[Start Supplied data]

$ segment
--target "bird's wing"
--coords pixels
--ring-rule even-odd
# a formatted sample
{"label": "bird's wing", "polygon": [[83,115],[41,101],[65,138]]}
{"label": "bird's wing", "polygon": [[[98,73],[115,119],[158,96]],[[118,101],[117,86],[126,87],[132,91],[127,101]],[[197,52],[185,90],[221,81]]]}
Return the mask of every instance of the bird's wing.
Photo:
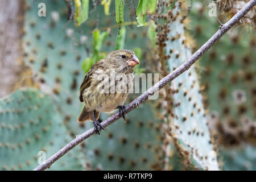
{"label": "bird's wing", "polygon": [[84,91],[86,89],[87,89],[88,87],[90,86],[94,72],[96,69],[97,69],[99,68],[99,67],[102,67],[104,61],[104,59],[102,59],[99,61],[97,61],[96,63],[95,63],[94,65],[92,66],[90,70],[87,72],[87,73],[85,74],[84,80],[82,81],[82,82],[81,84],[80,89],[79,90],[80,91],[79,100],[80,100],[80,102],[84,102],[84,98],[82,98],[82,93],[84,93]]}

[End Supplied data]

• Task prompt: Add 72 to each pixel coordinate in the answer polygons and reproduce every line of the listing above, including the requests. Keep the sample polygons in their original form, and omit the pictures from your output.

• Reply to the exercise:
$ segment
--target "bird's wing"
--coords pixels
--ring-rule even-odd
# a formatted sample
{"label": "bird's wing", "polygon": [[83,115],[41,101],[65,138]]}
{"label": "bird's wing", "polygon": [[[98,73],[115,119],[158,96]],[[118,101],[117,86],[126,87],[132,91],[127,101]],[[197,52],[185,90],[221,81]]]}
Return the mask of every instance of the bird's wing.
Photo:
{"label": "bird's wing", "polygon": [[156,163],[158,161],[159,161],[160,159],[162,158],[166,144],[168,141],[169,141],[171,140],[171,139],[174,139],[176,133],[176,131],[174,131],[171,133],[169,133],[168,135],[167,135],[166,137],[164,138],[162,142],[159,144],[159,145],[157,146],[156,152],[154,153],[154,154],[153,156],[152,161],[151,162],[152,163],[151,172],[152,172],[152,174],[156,174],[156,170],[154,170],[154,165],[156,165]]}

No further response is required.